EXCERPTED RECORDS:

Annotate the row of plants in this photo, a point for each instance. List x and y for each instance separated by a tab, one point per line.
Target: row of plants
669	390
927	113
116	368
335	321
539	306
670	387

REQUIREMENTS: Repeat every one of the rows above verbatim, keeping each line in its original order.

SOLVED PROBLEM:
Annotate the row of plants in this photo, a point for each instance. List x and y for each instance separated by a tab, one point per line.
Target: row of plants
669	390
927	113
116	368
335	321
539	306
670	387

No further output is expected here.